Exercise aim:
Copy the data that follows, character for character, minus the pictures.

Extracted data:
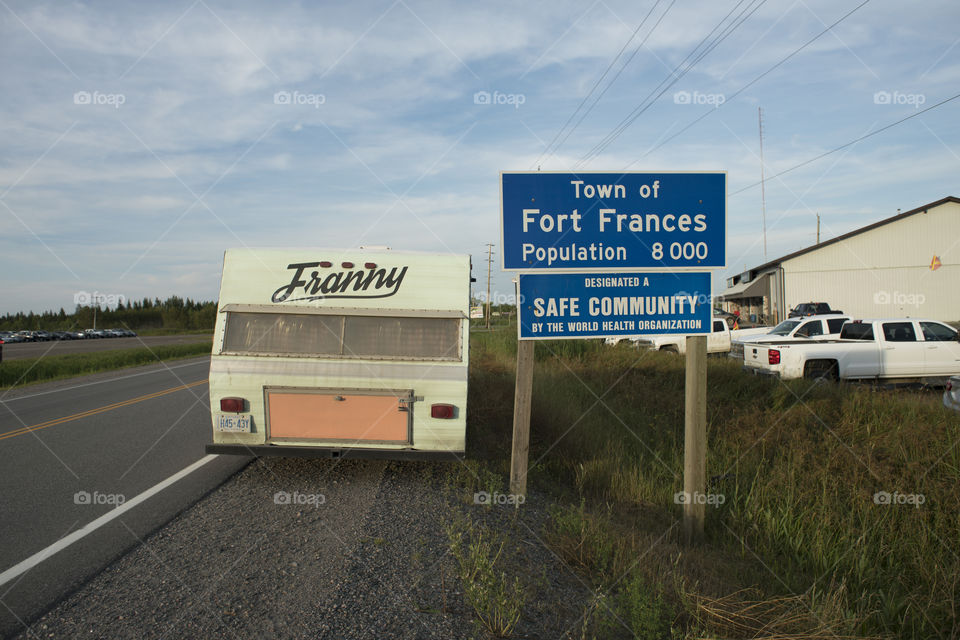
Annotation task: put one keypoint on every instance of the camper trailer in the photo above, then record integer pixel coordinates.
(341, 353)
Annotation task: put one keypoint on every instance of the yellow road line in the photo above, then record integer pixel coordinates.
(91, 412)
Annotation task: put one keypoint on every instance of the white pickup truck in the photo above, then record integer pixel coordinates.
(718, 340)
(822, 327)
(893, 350)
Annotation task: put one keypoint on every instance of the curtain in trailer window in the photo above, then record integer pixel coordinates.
(341, 336)
(401, 337)
(283, 333)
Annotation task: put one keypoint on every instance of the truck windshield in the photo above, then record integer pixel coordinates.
(784, 327)
(856, 331)
(342, 336)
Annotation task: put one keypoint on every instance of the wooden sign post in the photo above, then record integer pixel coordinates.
(695, 440)
(521, 418)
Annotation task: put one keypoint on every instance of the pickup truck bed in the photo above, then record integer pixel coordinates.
(892, 350)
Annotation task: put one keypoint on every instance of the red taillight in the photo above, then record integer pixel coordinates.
(231, 405)
(443, 411)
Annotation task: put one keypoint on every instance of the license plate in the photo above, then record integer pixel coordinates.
(236, 423)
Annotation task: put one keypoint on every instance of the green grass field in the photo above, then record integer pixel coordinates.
(803, 544)
(29, 370)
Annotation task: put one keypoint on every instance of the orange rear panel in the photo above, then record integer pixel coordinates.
(327, 416)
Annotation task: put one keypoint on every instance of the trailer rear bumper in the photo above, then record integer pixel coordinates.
(264, 450)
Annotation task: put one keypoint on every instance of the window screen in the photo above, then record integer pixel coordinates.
(341, 336)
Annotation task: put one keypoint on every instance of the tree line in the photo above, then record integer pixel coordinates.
(173, 313)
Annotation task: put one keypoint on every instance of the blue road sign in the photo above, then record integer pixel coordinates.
(568, 221)
(600, 305)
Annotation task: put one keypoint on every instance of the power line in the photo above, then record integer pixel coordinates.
(650, 99)
(609, 84)
(852, 142)
(759, 77)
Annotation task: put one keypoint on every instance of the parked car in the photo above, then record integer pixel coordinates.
(951, 395)
(818, 327)
(891, 350)
(811, 309)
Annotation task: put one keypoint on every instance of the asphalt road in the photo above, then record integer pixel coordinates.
(73, 450)
(16, 350)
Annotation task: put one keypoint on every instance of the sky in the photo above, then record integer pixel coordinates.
(140, 140)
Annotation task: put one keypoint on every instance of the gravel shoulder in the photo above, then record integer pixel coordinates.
(348, 549)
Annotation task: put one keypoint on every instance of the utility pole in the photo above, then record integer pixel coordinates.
(763, 195)
(489, 261)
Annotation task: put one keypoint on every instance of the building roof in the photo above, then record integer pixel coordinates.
(869, 227)
(752, 289)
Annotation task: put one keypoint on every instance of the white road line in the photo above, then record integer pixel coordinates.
(87, 384)
(66, 541)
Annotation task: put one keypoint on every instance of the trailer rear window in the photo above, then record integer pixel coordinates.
(342, 336)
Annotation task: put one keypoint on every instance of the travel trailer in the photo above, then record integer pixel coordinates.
(341, 353)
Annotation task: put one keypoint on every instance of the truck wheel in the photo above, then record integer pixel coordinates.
(821, 370)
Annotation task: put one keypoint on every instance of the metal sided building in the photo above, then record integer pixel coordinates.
(341, 353)
(905, 265)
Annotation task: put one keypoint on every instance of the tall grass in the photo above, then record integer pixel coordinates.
(800, 465)
(27, 370)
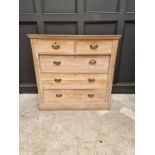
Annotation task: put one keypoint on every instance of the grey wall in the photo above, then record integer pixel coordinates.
(79, 17)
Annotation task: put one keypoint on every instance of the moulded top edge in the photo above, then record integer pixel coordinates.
(48, 36)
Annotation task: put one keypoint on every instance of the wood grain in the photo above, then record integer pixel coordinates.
(74, 64)
(76, 73)
(74, 81)
(84, 47)
(46, 45)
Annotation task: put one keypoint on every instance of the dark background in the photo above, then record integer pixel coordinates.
(79, 17)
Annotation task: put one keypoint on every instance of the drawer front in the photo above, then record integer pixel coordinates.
(74, 81)
(69, 97)
(55, 46)
(74, 64)
(93, 47)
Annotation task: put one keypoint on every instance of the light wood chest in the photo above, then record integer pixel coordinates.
(74, 71)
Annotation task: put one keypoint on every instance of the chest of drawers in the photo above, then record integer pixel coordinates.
(74, 71)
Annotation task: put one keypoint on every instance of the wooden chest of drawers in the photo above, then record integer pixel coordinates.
(74, 71)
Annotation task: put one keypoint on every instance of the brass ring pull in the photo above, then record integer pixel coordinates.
(58, 95)
(55, 46)
(90, 95)
(93, 46)
(91, 80)
(92, 62)
(57, 80)
(57, 63)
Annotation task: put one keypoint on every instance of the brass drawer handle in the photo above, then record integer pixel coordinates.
(93, 46)
(91, 80)
(92, 62)
(57, 63)
(55, 46)
(58, 95)
(90, 95)
(57, 80)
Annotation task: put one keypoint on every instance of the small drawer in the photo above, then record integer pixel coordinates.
(55, 46)
(74, 97)
(74, 64)
(74, 81)
(94, 47)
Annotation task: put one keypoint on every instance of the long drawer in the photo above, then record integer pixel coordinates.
(74, 64)
(74, 97)
(74, 81)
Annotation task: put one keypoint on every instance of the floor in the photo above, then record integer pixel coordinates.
(100, 132)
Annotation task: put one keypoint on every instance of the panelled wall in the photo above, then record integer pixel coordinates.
(79, 17)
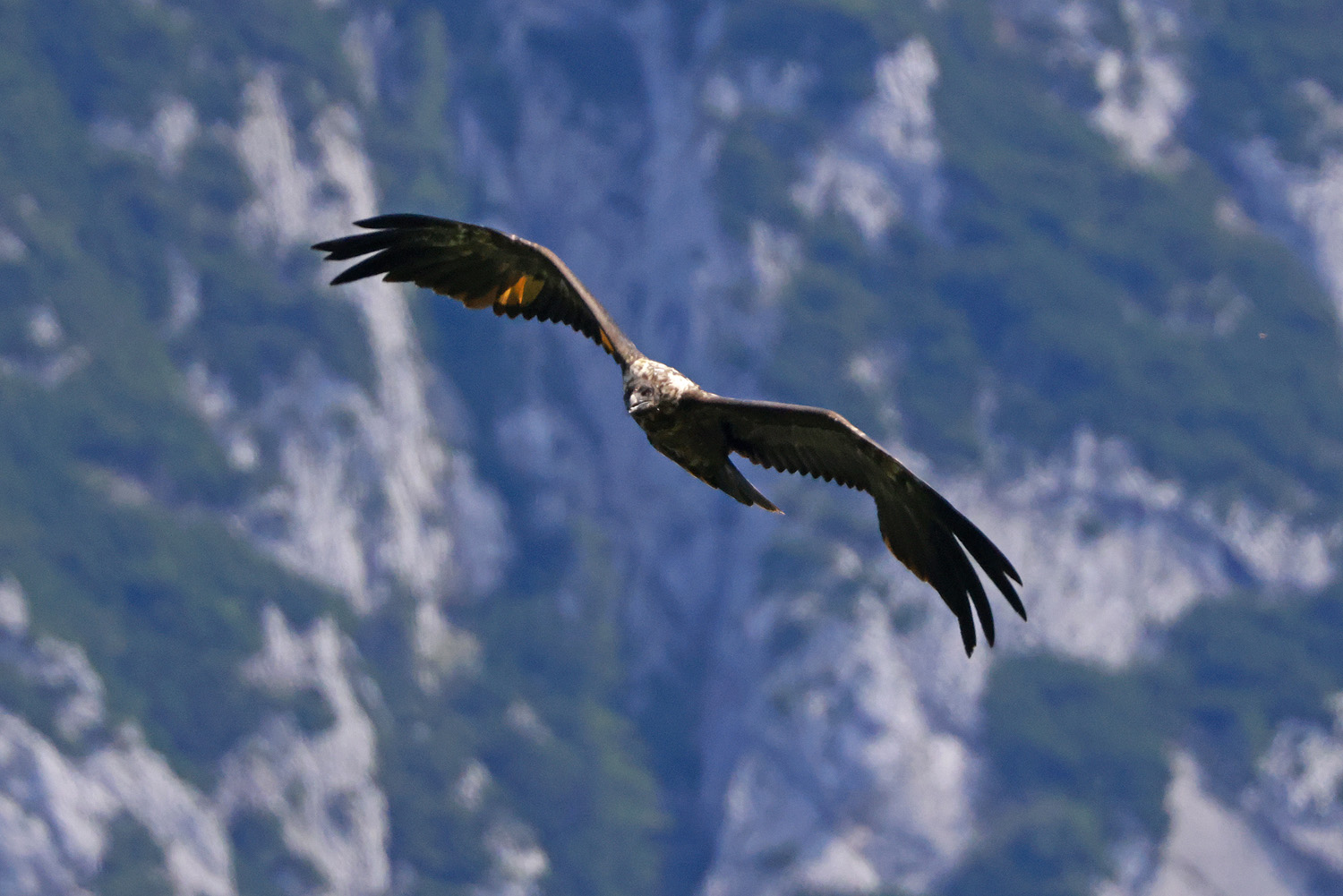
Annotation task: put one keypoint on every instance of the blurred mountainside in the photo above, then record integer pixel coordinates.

The answer:
Annotation task: put one keypoint on every instance of the camper trailer in the photo above, then record integer pixel coordinates.
(341, 353)
Annotation task: put one keypoint on every instance of the yellow road line in the photo above, then record integer pixel coordinates.
(91, 412)
Annotation task: put one keypoint on every instance of the white pickup truck in the photo above, then record integer pixel coordinates.
(718, 340)
(822, 327)
(893, 350)
Annotation task: put one keypoint on every instance of the curtain in trailer window in the photo above, then record integer pixel coordinates.
(341, 336)
(401, 337)
(283, 333)
Annotation task: put one keypoint on every instance of the truck windshield in the photo above, then record integer pixel coordinates.
(784, 327)
(856, 331)
(342, 336)
Annotation task: put one keypoint on every instance of the wooden sign post in the photo above, then record integer pixel coordinates.
(695, 440)
(521, 418)
Annotation task: put one keypoint on every instance of the pickup truck bed in the photo above, then record integer pixel coordinates.
(892, 350)
Annotation task: put one keypoint on every instance of the red taillight in the photo above, then record integer pixel coordinates.
(231, 405)
(443, 411)
Annotation task: put one keypoint on every instance of the license plate in the photo above, then record integer pixel coordinates.
(236, 423)
Annotation task: put one keypoint on every instance of the green grass field in the photo above, then record integer pixel coordinates.
(803, 544)
(29, 370)
Annotation task: put one keypoint on every instance of the orange rear panel in the photo above, then record integer pixel coordinates.
(327, 416)
Annotation task: put one keypoint on every instance of the trailer rear bumper in the photo above, then record integer pixel coordinates.
(264, 450)
Annotation task: put one keypoint on every instance of the window screen in the photo above, then record integer pixel coordinates.
(341, 336)
Annotation task: put one keypoint on every instance of the tree line in the photo above, then record integer pixel coordinates.
(173, 313)
Annotation task: put one keypoint on every instance of the blue road sign in the photo above, then record integer pixel coordinates.
(568, 221)
(600, 305)
Annotation task: put one keypoint on every instance of the power line in the photo above, then record integer pixel coordinates.
(650, 99)
(609, 84)
(852, 142)
(759, 77)
Annotation task: put one keypoint on every instance of the parked car in the photo above, then record integer pixel coordinates.
(951, 395)
(818, 327)
(891, 350)
(811, 309)
Annotation task: put one keypoint on every instance of the asphalt road in the photo above, then record integer pixel coordinates.
(73, 450)
(16, 350)
Annotation task: put one keypoint on every instance of the sky in the photo above, then record integer pixel coordinates.
(140, 140)
Annotation task: put one keypoint on every instance of the gravel shoulder in the photo above, then record integer pixel coordinates.
(348, 549)
Annotation task: put one keypoint on every instance of the utility pole in the photo above, then record integer pixel coordinates.
(763, 195)
(489, 261)
Annotation task: put one keypoint on every instance of the building roof in the photo above, then record integer pixel coordinates.
(869, 227)
(752, 289)
Annotation task: put one keypoint on every instance of the white road line in the photo above, then record integer pixel coordinates.
(87, 384)
(66, 541)
Annotation task: put one keypoint on every instance of the trailer rear window in the photo above, then record integer pixel coordinates.
(342, 336)
Annotation task: put one keypoint on every instance of the travel trailer in the photo above, then record integer pixel coordinates.
(341, 353)
Annotation task: put one keypoint on every instance of the truck wheel in the photo above, then record integer pixel coordinates.
(821, 370)
Annotation task: put one keypoint on every instance of the metal sided building in the photo above, then record integer pixel coordinates.
(341, 353)
(905, 265)
Annotation task: put one keypoint on every instance of the tall grass in the photo above, then record integer pixel coordinates.
(800, 465)
(27, 370)
Annotation task: put one keypoint on every instance of the grey wall in the photo above, then record integer pixel coordinates.
(79, 17)
Annotation task: put one keypoint on every instance of the moulded top edge in the photo above, then record integer pixel coordinates.
(48, 36)
Annotation task: put one keypoint on every instance of the wood grain in the photo above, then record integer pixel coordinates.
(74, 64)
(76, 73)
(74, 81)
(84, 47)
(46, 45)
Annotation task: put one keypoint on every instance of the dark background in the photo above, then record integer pixel coordinates.
(79, 17)
Annotation task: put one keypoint on every instance of the drawer front in the photo above, then record integer pixel coordinates.
(74, 81)
(69, 97)
(55, 46)
(74, 64)
(93, 47)
Annotation task: put one keypoint on every instance of the light wood chest in the photo above, then record integer pixel coordinates.
(74, 71)
Annotation task: put one keypoint on every instance of the chest of drawers in the photo above, then record integer pixel coordinates.
(74, 71)
Annotation task: put one keypoint on every instance of the wooden chest of drawers in the photo above, then record integer pixel coordinates.
(74, 71)
Annotation task: put one keypoint on every instance of the brass ring pull in the photo above, then record integer pixel coordinates.
(58, 95)
(55, 46)
(90, 95)
(93, 46)
(91, 80)
(92, 62)
(57, 80)
(57, 63)
Annotation task: put one keypoint on every instance of the brass drawer handle in the photo above, then record integer pixel coordinates.
(93, 46)
(91, 80)
(92, 62)
(57, 63)
(55, 46)
(58, 95)
(90, 95)
(57, 80)
Annotation task: put one keypoint on every instance of the small drawer in the photo above, then record integer pixel coordinates.
(55, 46)
(74, 97)
(74, 64)
(74, 81)
(94, 47)
Annotation task: put one keypoint on every instance of the long drawer in the photo above, then record integer pixel coordinates.
(74, 64)
(74, 97)
(74, 81)
Annotation task: put one keypoint on every instance of the floor in the photo above, then record integer pixel coordinates.
(100, 132)
Annotation task: put one keypoint on every instance of the panelled wall in the photo above, then record integer pixel coordinates.
(79, 17)
Annotation task: put one keypoint on every instance of the blurred mountainside in the photo above, then record integer pixel coordinates.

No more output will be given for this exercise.